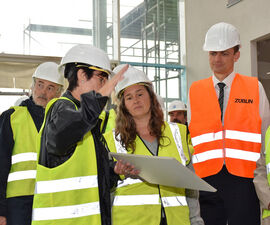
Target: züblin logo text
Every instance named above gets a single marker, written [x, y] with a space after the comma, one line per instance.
[243, 100]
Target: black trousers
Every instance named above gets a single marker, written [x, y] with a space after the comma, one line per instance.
[234, 203]
[19, 210]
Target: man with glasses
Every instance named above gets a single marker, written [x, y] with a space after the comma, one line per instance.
[19, 127]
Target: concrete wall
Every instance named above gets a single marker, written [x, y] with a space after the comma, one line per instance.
[251, 17]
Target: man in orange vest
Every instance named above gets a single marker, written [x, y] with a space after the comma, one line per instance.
[227, 113]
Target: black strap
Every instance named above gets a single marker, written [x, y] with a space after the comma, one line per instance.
[105, 122]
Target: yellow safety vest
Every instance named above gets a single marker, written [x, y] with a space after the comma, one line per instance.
[266, 213]
[68, 194]
[139, 203]
[21, 178]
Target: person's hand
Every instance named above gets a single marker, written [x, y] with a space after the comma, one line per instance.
[125, 169]
[109, 86]
[3, 220]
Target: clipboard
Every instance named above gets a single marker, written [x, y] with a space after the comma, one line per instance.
[165, 171]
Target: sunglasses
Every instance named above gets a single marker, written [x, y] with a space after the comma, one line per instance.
[96, 68]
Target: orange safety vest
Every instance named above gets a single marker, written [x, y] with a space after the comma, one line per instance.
[238, 141]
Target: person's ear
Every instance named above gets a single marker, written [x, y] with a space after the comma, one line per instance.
[81, 76]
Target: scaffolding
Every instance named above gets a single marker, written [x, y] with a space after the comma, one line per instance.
[150, 40]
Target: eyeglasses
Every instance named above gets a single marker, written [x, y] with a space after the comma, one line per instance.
[95, 68]
[101, 78]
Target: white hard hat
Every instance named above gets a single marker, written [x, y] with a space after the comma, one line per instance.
[87, 54]
[177, 105]
[131, 76]
[221, 37]
[49, 71]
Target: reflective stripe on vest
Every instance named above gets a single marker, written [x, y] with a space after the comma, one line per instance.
[230, 134]
[268, 168]
[22, 157]
[26, 174]
[22, 174]
[66, 212]
[128, 181]
[230, 153]
[127, 200]
[237, 143]
[266, 213]
[66, 184]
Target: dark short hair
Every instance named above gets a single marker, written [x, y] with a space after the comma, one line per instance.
[70, 73]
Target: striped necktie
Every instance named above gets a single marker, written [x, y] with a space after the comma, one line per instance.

+++++

◆ Instructions for the task:
From the line containing "Target: striped necktie" through the closing line of the material above, return every line exactly and omit all others.

◆ Expected answer:
Target: striped necktie
Every instance named above gets a single marker, written [x, y] with a space after the comma, one line per instance.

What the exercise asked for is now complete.